### データ行

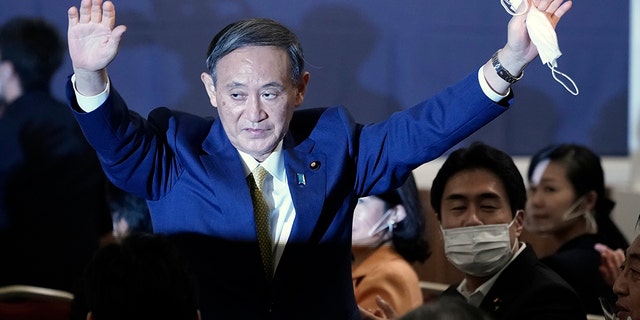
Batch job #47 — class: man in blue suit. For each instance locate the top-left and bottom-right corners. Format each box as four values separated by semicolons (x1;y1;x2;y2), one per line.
67;0;571;319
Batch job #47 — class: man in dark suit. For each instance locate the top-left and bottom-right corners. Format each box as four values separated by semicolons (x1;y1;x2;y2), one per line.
431;143;589;320
0;16;112;291
67;0;571;319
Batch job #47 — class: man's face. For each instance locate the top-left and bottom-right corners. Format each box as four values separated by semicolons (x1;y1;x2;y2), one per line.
440;169;522;239
613;236;640;320
202;46;309;161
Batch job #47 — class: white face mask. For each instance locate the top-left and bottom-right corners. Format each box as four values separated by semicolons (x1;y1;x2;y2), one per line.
500;0;579;96
351;209;395;247
440;218;517;277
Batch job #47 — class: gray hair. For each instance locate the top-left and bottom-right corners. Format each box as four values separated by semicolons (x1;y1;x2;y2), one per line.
207;18;304;85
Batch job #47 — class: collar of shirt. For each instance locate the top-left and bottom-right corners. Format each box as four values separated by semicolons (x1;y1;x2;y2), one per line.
238;141;286;182
457;242;527;307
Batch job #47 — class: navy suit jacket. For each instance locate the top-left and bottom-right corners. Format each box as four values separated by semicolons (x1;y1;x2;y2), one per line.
67;73;510;319
442;246;589;320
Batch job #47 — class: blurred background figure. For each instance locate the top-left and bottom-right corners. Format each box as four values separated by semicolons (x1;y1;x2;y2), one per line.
0;17;112;291
603;220;640;320
75;233;200;320
352;175;430;315
399;297;492;320
524;144;628;314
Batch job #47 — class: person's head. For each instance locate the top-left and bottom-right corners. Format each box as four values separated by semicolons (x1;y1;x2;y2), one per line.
613;230;640;319
0;17;64;102
431;142;526;277
525;144;626;248
352;175;430;262
399;297;491;320
84;234;200;320
201;18;309;161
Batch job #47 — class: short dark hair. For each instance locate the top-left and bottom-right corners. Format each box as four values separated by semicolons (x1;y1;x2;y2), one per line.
206;18;304;85
84;233;198;320
431;142;527;219
376;174;431;263
0;17;65;90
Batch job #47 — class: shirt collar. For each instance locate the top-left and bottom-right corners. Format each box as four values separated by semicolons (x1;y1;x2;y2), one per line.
238;141;285;181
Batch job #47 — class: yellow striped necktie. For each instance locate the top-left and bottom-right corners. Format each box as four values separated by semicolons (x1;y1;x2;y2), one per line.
247;166;273;279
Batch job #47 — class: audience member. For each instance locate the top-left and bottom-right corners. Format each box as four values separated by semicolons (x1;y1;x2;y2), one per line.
399;297;491;320
67;0;572;319
76;233;200;320
524;144;628;314
431;143;586;320
0;17;111;291
107;183;153;239
609;224;640;320
351;175;429;315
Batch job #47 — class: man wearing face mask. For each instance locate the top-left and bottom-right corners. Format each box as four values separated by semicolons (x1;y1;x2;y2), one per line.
431;143;586;320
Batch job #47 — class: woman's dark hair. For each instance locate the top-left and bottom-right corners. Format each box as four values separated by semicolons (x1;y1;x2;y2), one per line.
527;143;629;249
0;17;65;91
377;174;431;263
84;233;198;320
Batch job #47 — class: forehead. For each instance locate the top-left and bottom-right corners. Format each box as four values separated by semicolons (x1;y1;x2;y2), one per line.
442;169;508;201
216;46;289;81
627;235;640;260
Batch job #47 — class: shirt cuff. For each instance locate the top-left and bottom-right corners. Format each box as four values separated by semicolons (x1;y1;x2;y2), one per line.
71;74;111;112
478;67;511;102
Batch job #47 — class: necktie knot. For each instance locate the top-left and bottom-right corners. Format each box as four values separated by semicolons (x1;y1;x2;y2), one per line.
251;166;269;191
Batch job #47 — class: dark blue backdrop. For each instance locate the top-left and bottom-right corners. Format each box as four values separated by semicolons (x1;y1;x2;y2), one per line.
0;0;629;155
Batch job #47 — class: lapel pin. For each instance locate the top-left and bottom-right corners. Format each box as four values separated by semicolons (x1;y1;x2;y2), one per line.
309;161;320;170
296;173;307;186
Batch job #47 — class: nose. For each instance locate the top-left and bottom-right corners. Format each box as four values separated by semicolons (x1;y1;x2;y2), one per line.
613;269;629;296
463;207;483;227
245;95;264;123
527;189;543;207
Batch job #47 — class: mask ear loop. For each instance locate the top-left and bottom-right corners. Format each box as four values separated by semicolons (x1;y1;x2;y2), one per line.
547;62;580;96
500;0;529;16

######

上の行をすべて、画像だけを除いて、一字一句違えずにそのまま返してください。

▶ **期待される出力**
Batch job #47 — class: man in blue suit. For each instance locate the top-left and bottom-right corners. Format each box as four values separated by semicolons (x1;y1;x2;y2), one per line.
67;0;571;319
Batch job #47 — class: man in dark suit. For each instance locate the top-left and bottom-right corners. Format each box as four values separated by semicolons (x1;y1;x2;y2), one per line.
431;143;589;320
0;16;112;291
67;0;571;319
Batch job #47 — class: man's face. For each instance locate the top-left and bottom-right corners. Format each box as four values separated by semicolons (x1;y1;x2;y2), one per line.
440;169;522;239
613;236;640;320
202;46;309;161
Batch job #47 — class: white face mask. For each instance locate the top-left and bottom-right corners. Format each box as four values separated by semicolons (x1;y1;x2;y2), one per line.
500;0;579;96
351;209;395;247
440;218;517;277
Batch job #47 — class: gray hair. For each instance locate the top-left and bottom-right corners. Format each box as four values separated by semicolons (x1;y1;x2;y2), one per line.
207;18;304;85
Batch job #47 — class: collar of shirt. For each instance locate the top-left and bottom-right corners. Format each box as four values separated by semicolons (x1;y1;x2;y2), one per line.
238;141;286;182
457;242;527;307
Batch job #47 — class: navy suit jacket. For each instance locate the top-left and bottom-right corners. Format each box as four values separated by semicolons (x1;y1;x2;y2), one per line.
67;73;510;319
442;246;589;320
Batch job #47 — class: blurred background figure. For each instance locate the top-left and bottom-right corners. Format each box as four values separated by semicolons (x1;y1;x2;y2), one per line.
0;17;112;291
603;220;640;320
75;233;200;320
352;175;430;315
399;297;492;320
524;144;628;314
Batch job #47 — class: person's head. For each instance locate the top-left and bottom-right corners. Format each box as four values separated by semicolons (x1;y1;x2;y2), one per line.
613;230;640;319
0;17;64;102
431;142;526;277
525;144;626;248
352;175;430;262
399;297;491;320
84;234;200;320
201;18;309;161
Batch job #47 — class: short dark hair. For each instance locate the top-left and bottom-right corners. Format each box as four values separated by semicolons (x1;y1;x2;y2), one per line.
206;18;304;85
84;233;198;320
431;142;527;219
376;174;431;263
0;17;65;90
Batch job #47 — class: shirt collar. For each instance locate the top-left and bottom-right corners. Format each box as four values separated by semicolons (x1;y1;x2;y2), one per line.
238;141;285;181
Batch job #47 — class: yellow striped necktie. For each instance locate the top-left and bottom-right corners. Format each box as four values separated by semicolons (x1;y1;x2;y2), one per line.
247;166;273;279
Batch job #47 — class: audience member. For each instance locate the top-left and bottom-right corners. Format each box as four values separated by semicolons (x1;y1;x2;y2), one per line.
399;297;491;320
67;0;572;319
76;233;200;320
524;144;628;314
431;143;586;320
0;17;111;291
107;183;153;239
609;224;640;320
351;175;429;315
Batch job #47 — class: man wearing face mask. For each instance locate the top-left and bottom-right corners. Format each box as four values separated by semicolons (x1;y1;x2;y2), one per line.
431;143;586;320
Batch job #47 — class: woman's dark hair. For each instance locate the top-left and bottom-right corners. Format each box as four values separated by semicolons (x1;y1;x2;y2), one per line.
527;143;629;249
0;17;65;91
377;174;431;263
84;233;198;320
Batch job #47 — class: forehead. For each instance locate the top-left and bottom-right corners. Format each box as four values separated by semicolons (x1;y1;x2;y2), one per line.
442;169;508;201
216;46;289;81
627;235;640;260
Batch job #47 — class: shirt cuff. For each instance locate the top-left and bottom-right corners. Format each box as four values separated by semicolons (x1;y1;x2;y2), one per line.
71;74;111;112
478;67;511;102
Batch job #47 — class: necktie knot. For each instance locate the top-left and bottom-right corners. Format each box as four values separated by semicolons (x1;y1;x2;y2), one per line.
251;166;269;191
Batch job #47 — class: dark blue backdrop. For each instance locate the top-left and bottom-right corners. Format each box as four values separated by semicolons (x1;y1;x2;y2), one per line.
0;0;629;155
Batch job #47 — class: lapel pin. For each instance locate the top-left and bottom-right corners. Format each box as four values separated by semicolons (x1;y1;x2;y2), one per line.
309;161;320;170
296;173;307;186
Batch job #47 — class: nose. For each instance locate the top-left and bottom-right corners. Format each box as four values separated by semicolons (x1;y1;x2;y2), one per line.
613;269;629;296
463;207;483;227
245;95;264;123
527;189;543;207
Batch job #47 — class: mask ear loop. For each instance locate the top-left and bottom-right corners. Format each box as four values separated by semicolons (x1;y1;x2;y2), one per line.
547;62;580;96
500;0;529;16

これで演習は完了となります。